PROMPT 1: According to the text on Greyfriars Monastery, which king founded the monastery, and in what year?
PROMPT 2: From the text on Greyfriars Monastery, extract everything from "Part of the" down to "renovations in 1945.".
PROMPT 3: Translate this sentence from the text on Greyfriars Monastery into Spanish: "Riddarholmen Church is what remains of the abbey in our time."

EXERCISE TEXT:
==============================

The Greyfriars Monastery (Swedish: Gråmunkeklostret) on the island of Riddarholmen in Stockholm was a monastery for males of the Franciscan Order, in operation from 1270 until the Swedish Reformation of 1527.

==History==
The monastery was founded upon donation by King Magnus III of Sweden in 1270, and in 1288, he also donated the Skeppsholmen area to the abbey. It was because of the abbey that Riddarholmen has been called Gråbrödraholm (Grey Brother's Islet), Munckholmen (Monk's Islet), and Gråmunkeholm or Gråmunkeholmen (Grey Friar's Islet). During the 15th-century, the island of Kungsholmen was also called Munklägret (Monk's Camp) because of the activities of the abbey in the area. At the end of the 15th century, it was headed by Kanutus Johannis, who contributed several volumes to its library. After the Siege of Tre Kronor (castle) on 9 May 1502, the defeated Queen, Christina of Saxony, was kept prisoner here by Sten Sture the Elder.

===Dissolution===
In 1527, the abbey was dissolved because of the reformation. The monks were forced to leave the buildings, which were used as a hospital and as a residence for the former nuns of St. Clare's Priory, Stockholm. The hospital was moved to Danviken Hospital in 1551, and the building housed the theological school Collegium Regium Stockholmense in 1576-1593, and the Nicolai Trivial School until 1666.

==Later history==
Riddarholmen Church is what remains of the abbey in our time.

Part of the area south of Riddarholm Church was excavated in 2010. The skeleton of a medieval monk was found buried complete, save for its left leg which was lost during renovations in 1945.

==============================

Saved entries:
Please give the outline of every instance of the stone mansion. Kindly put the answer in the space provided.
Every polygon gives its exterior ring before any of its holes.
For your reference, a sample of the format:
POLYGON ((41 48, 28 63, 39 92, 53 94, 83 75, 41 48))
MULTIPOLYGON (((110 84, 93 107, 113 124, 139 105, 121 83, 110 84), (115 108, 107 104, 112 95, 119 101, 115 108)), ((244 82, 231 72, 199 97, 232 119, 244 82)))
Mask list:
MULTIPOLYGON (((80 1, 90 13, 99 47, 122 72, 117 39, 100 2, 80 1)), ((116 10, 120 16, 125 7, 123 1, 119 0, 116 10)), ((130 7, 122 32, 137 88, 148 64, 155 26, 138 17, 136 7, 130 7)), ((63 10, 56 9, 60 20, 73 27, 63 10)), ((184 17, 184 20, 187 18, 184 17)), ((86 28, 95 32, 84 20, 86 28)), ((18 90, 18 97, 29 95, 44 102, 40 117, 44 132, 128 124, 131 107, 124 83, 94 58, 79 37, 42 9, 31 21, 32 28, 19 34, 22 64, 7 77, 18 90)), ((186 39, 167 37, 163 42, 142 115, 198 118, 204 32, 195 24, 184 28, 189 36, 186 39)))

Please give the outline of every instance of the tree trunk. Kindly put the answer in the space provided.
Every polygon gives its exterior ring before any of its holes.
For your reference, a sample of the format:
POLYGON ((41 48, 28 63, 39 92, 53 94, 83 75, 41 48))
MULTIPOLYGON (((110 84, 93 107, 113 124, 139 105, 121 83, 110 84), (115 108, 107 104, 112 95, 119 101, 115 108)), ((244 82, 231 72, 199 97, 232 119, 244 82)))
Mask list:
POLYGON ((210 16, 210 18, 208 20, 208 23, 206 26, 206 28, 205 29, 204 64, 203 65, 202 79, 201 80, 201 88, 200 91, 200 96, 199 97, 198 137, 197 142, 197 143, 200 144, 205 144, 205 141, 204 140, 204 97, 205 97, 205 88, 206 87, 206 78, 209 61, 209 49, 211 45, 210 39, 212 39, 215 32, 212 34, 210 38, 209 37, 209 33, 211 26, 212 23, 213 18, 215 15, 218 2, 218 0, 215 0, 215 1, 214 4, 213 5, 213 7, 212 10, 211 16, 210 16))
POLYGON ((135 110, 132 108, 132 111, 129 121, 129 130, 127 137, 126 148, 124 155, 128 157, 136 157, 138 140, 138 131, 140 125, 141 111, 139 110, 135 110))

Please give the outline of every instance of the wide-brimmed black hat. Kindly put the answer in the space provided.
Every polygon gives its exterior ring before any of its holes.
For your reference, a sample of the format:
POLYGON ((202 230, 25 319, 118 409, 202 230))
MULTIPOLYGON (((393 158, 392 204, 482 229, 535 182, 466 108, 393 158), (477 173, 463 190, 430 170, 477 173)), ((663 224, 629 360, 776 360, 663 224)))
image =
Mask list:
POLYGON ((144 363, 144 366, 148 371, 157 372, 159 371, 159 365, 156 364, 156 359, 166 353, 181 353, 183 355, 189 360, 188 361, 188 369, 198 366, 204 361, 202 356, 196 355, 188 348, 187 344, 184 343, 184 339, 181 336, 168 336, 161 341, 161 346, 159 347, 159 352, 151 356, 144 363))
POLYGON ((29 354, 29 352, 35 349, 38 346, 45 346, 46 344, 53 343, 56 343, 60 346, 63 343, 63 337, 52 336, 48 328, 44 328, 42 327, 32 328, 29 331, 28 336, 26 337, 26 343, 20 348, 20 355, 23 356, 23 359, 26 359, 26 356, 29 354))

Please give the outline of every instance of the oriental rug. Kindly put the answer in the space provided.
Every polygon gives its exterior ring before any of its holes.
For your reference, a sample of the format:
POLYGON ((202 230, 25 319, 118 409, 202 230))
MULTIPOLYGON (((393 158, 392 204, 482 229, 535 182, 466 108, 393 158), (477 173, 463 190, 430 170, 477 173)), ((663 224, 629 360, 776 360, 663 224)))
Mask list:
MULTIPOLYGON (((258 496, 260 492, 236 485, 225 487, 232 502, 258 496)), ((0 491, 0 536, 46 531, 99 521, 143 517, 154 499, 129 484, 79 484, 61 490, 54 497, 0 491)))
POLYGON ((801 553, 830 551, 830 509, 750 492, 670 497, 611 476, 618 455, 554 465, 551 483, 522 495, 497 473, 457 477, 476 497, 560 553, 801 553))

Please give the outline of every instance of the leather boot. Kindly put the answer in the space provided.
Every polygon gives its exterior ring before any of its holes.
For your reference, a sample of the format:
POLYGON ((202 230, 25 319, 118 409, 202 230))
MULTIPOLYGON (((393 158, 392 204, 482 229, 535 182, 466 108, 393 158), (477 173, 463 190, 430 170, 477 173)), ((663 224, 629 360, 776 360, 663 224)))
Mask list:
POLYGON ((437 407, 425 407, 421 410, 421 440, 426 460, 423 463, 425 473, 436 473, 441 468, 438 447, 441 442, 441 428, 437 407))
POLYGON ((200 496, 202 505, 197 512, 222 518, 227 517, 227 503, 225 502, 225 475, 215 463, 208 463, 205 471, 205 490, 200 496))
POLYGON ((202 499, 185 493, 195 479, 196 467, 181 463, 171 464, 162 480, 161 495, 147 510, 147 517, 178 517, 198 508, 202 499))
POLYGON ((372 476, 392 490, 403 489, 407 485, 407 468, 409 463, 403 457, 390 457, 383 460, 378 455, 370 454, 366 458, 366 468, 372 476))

==============================

TASK SOLUTION 1: King Magnus III of Sweden founded it in 1270.

TASK SOLUTION 2:
Part of the area south of Riddarholm Church was excavated in 2010. The skeleton of a medieval monk was found buried complete, save for its left leg which was lost during renovations in 1945.

TASK SOLUTION 3: La iglesia de Riddarholmen es lo que queda de la abadía en nuestros días.